*MATERIAL SHOWN:*
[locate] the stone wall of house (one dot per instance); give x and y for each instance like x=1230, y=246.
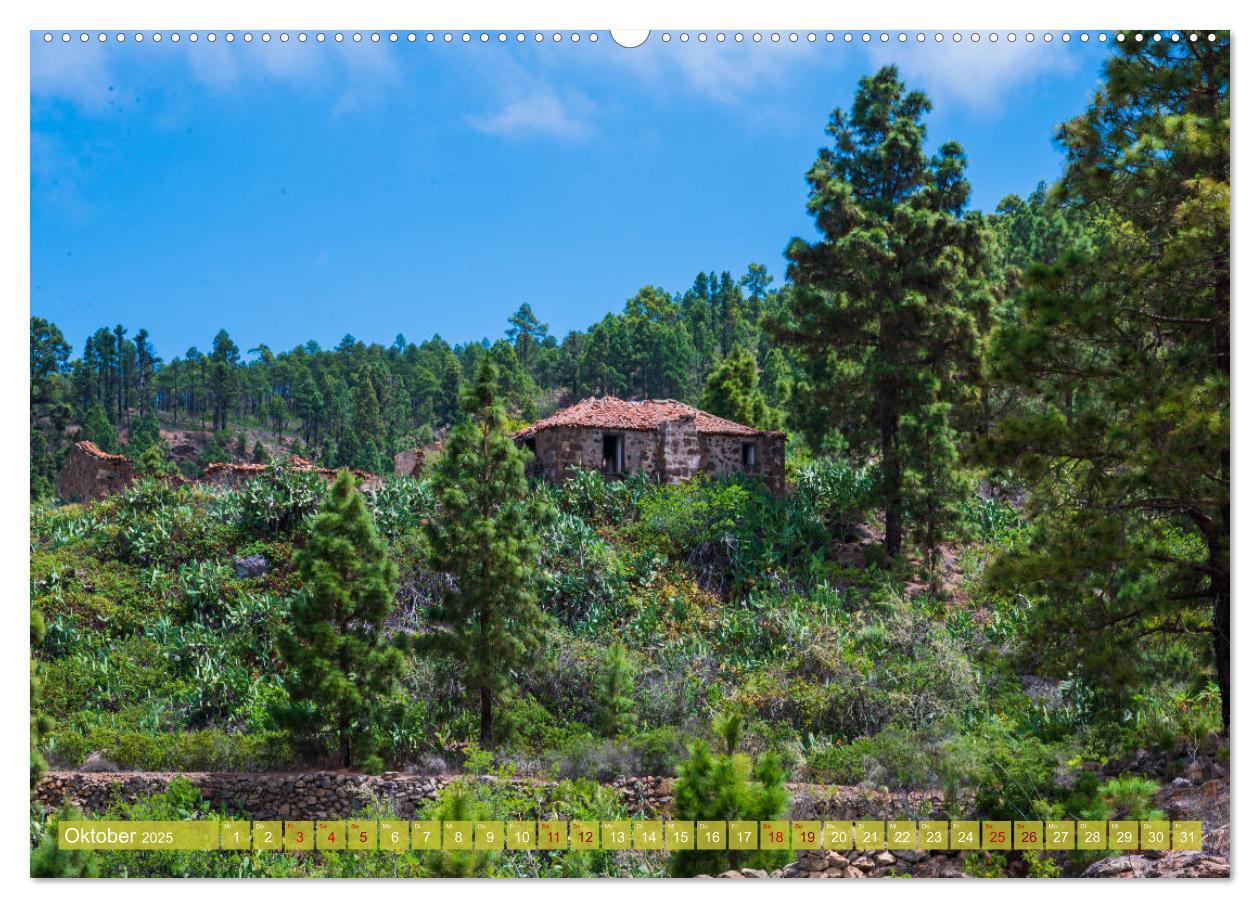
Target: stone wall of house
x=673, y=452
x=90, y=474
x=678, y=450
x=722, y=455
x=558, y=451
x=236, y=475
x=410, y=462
---
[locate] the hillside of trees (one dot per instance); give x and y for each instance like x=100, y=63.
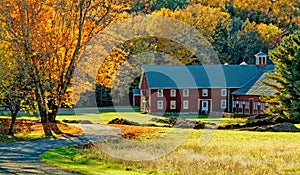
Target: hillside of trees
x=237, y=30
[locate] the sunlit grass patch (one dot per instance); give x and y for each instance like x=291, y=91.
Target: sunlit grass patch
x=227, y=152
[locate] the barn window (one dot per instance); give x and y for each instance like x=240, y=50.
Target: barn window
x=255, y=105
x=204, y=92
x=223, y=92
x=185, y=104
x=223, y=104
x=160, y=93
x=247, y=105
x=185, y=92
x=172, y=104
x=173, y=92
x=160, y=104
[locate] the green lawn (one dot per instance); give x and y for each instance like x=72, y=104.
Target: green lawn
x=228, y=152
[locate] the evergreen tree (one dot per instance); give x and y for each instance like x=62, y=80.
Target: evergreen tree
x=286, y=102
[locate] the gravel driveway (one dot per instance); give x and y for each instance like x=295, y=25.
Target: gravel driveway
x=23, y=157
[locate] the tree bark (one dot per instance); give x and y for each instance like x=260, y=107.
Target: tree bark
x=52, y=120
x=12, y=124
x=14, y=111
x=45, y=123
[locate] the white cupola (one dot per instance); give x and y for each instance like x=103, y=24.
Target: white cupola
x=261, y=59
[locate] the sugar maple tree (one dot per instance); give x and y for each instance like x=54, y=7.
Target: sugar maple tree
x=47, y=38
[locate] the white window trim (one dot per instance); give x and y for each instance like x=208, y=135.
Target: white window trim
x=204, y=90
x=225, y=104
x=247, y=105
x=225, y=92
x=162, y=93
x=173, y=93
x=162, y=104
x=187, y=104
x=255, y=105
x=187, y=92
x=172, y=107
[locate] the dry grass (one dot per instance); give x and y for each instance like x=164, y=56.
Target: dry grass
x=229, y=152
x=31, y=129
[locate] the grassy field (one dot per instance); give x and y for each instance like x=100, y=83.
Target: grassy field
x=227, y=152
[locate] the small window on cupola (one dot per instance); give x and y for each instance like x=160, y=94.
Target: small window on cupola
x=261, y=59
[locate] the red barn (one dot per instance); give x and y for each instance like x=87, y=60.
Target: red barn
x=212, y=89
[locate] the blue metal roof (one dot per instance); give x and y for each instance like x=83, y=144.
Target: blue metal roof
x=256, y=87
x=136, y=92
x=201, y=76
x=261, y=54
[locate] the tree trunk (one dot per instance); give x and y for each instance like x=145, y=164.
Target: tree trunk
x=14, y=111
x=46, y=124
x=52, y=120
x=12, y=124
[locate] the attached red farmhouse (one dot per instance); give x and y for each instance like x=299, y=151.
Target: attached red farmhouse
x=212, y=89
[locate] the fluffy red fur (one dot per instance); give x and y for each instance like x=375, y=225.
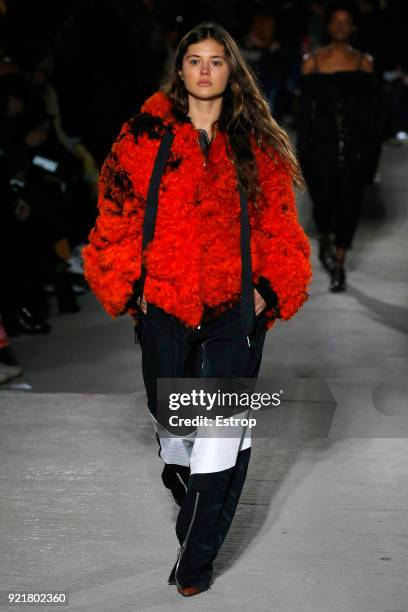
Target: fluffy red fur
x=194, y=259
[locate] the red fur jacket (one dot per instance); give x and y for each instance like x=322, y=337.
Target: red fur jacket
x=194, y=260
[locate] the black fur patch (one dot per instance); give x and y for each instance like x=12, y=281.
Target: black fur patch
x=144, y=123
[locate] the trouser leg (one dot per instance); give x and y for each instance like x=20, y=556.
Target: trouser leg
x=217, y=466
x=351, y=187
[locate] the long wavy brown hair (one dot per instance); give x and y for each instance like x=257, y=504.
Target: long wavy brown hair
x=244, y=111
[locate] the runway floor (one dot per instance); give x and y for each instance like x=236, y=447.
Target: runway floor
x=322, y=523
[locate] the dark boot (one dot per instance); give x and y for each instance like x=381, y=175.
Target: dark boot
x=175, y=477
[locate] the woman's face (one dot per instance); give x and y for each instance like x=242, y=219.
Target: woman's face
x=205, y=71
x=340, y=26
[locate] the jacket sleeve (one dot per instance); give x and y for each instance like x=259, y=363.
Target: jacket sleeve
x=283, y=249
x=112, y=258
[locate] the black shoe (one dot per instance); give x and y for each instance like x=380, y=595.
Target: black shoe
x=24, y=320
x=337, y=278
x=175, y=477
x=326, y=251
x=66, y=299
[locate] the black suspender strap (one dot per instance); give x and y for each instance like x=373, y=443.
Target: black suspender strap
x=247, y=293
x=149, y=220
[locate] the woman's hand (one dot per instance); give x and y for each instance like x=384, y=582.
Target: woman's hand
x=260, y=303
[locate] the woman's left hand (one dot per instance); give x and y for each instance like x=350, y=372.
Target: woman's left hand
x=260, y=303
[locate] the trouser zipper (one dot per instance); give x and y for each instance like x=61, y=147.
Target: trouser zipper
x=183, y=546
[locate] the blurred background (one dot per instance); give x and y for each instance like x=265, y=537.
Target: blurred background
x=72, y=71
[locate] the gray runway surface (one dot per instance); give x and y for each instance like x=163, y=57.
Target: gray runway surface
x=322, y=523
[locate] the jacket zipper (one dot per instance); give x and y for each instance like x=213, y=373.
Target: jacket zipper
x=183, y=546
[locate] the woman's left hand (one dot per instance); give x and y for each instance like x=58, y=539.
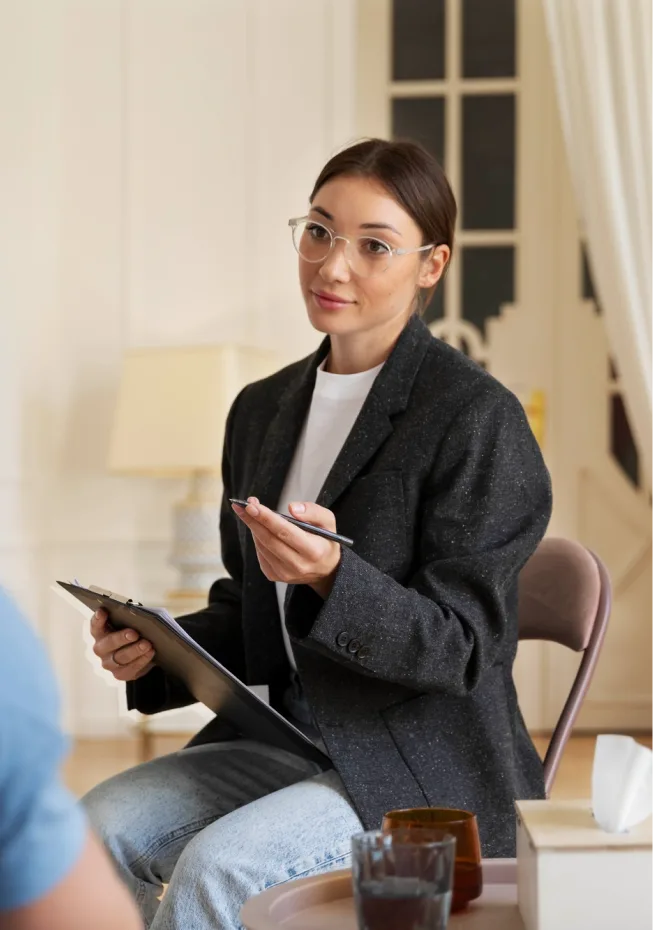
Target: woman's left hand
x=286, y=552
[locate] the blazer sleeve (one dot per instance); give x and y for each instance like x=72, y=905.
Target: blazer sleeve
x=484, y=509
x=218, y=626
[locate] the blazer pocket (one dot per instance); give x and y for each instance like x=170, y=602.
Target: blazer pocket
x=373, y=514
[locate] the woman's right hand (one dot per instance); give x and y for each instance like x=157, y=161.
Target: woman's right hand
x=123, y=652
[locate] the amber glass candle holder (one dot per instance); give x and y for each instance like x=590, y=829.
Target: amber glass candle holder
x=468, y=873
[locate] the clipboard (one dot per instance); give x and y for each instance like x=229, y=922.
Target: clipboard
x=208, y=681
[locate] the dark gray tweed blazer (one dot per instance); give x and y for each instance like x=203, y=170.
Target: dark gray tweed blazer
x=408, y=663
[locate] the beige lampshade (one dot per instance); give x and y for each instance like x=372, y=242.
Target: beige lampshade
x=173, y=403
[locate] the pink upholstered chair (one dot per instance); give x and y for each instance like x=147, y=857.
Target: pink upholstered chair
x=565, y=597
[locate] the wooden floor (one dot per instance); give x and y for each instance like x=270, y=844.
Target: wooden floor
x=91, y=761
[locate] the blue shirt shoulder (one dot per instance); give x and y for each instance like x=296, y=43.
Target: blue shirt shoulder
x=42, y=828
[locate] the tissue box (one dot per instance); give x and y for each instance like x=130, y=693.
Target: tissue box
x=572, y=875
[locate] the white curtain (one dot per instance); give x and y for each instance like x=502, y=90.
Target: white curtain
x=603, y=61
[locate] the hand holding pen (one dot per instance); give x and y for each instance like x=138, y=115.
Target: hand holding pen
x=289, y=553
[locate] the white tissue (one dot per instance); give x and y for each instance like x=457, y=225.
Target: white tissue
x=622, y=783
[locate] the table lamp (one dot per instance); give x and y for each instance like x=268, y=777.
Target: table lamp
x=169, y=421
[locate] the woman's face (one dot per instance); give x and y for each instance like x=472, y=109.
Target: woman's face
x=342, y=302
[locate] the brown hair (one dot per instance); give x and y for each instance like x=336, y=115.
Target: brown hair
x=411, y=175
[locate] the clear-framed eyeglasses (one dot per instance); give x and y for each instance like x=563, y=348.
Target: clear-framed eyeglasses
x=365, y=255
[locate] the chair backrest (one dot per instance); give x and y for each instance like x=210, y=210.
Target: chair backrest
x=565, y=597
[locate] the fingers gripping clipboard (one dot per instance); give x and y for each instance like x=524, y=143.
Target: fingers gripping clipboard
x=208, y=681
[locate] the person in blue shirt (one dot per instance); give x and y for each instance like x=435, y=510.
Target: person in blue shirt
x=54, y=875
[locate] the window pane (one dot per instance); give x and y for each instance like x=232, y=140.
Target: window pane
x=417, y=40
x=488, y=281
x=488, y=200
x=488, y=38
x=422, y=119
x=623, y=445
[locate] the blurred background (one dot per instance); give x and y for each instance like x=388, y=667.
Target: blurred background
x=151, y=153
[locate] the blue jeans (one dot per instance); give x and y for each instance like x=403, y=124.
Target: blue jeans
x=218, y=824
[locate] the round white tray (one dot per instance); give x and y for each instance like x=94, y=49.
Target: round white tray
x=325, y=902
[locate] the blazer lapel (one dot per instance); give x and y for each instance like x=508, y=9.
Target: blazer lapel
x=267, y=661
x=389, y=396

*PROBLEM REQUIREMENTS:* Taking the line with "[locate] the white window" as the first and the line with "[locate] the dry" as the last, retype that stretch of the data above exactly, with no other lines.

*RESULT OF THIS EXERCISE:*
[locate] the white window trim (one dot per instance); give x and y for each instance like x=208, y=135.
Target: white window trim
x=204, y=90
x=225, y=104
x=247, y=105
x=225, y=92
x=162, y=93
x=173, y=93
x=162, y=104
x=187, y=104
x=255, y=105
x=187, y=92
x=172, y=107
[locate] the dry grass (one dot per instance); give x and y for each instance like x=164, y=56.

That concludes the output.